**AIM OF THE TASK**
Please reproduce the article below on the Swiss paralysis implant in full, word for word.

**SOURCE TEXT**
Swiss scientists may solve paralysis with an implant

Science stories don’t get picked up here as often as gadgets, but we love it all the same, and one thing we love is hearing about science that can make people better, with scientists in Switzerland doing just that.

Scientists at the Swiss Federal Institute of Technology in Lausanne (or the École Polytechnique Fédérale de Lausanne if you prefer the local tongue) are working on something that could bring movement back to people who suffer from paralysis if their research is anything to go on.

A team at the organisation has managed to create a new implant made from flexible silicon covered with gold electric tracks, with electrodes made from silicon and platinum, all of which works at the moment to deliver electrical impulses from the brain to the legs of a paralysed animal, allowing it to walk again.

Dataset entries:

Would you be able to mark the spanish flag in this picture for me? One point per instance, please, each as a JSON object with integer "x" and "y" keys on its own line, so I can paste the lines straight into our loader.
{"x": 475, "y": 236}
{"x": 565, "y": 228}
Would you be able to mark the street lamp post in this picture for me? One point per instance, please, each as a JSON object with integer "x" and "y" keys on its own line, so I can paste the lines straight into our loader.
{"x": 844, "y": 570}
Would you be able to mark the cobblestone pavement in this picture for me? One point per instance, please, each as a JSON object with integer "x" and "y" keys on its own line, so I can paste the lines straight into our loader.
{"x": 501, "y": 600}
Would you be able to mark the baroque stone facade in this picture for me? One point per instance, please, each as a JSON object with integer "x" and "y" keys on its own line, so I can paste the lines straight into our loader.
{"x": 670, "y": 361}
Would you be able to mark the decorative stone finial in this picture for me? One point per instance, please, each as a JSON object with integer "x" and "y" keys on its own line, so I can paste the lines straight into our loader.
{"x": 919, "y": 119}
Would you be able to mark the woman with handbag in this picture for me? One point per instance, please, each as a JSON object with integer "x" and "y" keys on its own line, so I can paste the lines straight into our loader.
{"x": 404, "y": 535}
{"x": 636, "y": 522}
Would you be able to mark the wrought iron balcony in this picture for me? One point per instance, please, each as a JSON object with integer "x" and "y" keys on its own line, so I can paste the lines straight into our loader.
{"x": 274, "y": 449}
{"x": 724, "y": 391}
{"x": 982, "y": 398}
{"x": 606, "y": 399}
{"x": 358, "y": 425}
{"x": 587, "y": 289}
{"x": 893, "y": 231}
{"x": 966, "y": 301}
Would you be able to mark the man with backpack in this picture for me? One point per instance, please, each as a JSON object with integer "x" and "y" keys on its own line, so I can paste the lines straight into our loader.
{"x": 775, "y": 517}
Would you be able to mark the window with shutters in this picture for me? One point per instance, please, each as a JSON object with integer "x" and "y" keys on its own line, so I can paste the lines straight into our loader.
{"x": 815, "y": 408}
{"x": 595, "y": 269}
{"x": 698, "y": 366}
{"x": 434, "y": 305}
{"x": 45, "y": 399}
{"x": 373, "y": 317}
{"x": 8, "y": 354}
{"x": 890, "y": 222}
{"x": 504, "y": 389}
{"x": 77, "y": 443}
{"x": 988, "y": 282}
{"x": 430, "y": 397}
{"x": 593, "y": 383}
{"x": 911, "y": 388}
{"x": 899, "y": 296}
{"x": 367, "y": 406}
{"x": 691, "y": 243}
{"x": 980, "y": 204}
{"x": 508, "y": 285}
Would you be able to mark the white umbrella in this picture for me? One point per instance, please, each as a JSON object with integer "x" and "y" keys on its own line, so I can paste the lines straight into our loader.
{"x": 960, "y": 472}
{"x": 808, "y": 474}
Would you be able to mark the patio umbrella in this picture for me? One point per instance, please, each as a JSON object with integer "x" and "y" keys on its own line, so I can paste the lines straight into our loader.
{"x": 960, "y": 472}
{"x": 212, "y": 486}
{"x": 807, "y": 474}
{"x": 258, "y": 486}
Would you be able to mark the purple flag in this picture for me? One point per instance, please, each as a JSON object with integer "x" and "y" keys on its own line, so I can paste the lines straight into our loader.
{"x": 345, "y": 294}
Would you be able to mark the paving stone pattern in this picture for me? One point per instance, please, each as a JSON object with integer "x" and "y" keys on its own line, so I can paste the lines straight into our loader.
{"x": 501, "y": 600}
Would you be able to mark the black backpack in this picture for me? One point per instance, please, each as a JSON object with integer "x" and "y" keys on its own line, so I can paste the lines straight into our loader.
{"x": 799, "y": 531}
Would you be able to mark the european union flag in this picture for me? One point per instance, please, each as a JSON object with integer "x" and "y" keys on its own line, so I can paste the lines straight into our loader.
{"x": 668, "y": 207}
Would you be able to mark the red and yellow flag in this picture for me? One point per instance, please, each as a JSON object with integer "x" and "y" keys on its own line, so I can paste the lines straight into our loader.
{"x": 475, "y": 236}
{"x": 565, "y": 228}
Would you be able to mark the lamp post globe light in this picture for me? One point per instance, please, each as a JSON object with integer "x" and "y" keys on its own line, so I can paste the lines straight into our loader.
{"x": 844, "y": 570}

**EXERCISE ANSWER**
Swiss scientists may solve paralysis with an implant

Science stories don’t get picked up here as often as gadgets, but we love it all the same, and one thing we love is hearing about science that can make people better, with scientists in Switzerland doing just that.

Scientists at the Swiss Federal Institute of Technology in Lausanne (or the École Polytechnique Fédérale de Lausanne if you prefer the local tongue) are working on something that could bring movement back to people who suffer from paralysis if their research is anything to go on.

A team at the organisation has managed to create a new implant made from flexible silicon covered with gold electric tracks, with electrodes made from silicon and platinum, all of which works at the moment to deliver electrical impulses from the brain to the legs of a paralysed animal, allowing it to walk again.